● ЗАДАНИЕ: Перепишите весь материал ниже строка за строкой, ничего не меняя.

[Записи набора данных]
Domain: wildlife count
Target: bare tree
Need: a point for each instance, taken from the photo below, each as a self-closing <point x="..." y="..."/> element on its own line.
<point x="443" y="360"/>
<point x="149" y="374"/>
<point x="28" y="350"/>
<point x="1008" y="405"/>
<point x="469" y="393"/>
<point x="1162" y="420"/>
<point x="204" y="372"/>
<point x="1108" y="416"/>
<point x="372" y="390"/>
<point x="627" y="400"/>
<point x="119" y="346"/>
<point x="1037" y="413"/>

● РЕЗУЛЬТАТ:
Domain: wildlife count
Target: bare tree
Need: a point for each instance, taken from the photo below, each as a self-closing <point x="..." y="..."/> element on its own line.
<point x="443" y="360"/>
<point x="149" y="374"/>
<point x="28" y="350"/>
<point x="1008" y="405"/>
<point x="469" y="393"/>
<point x="1162" y="420"/>
<point x="204" y="372"/>
<point x="1108" y="416"/>
<point x="372" y="390"/>
<point x="627" y="400"/>
<point x="119" y="346"/>
<point x="1037" y="413"/>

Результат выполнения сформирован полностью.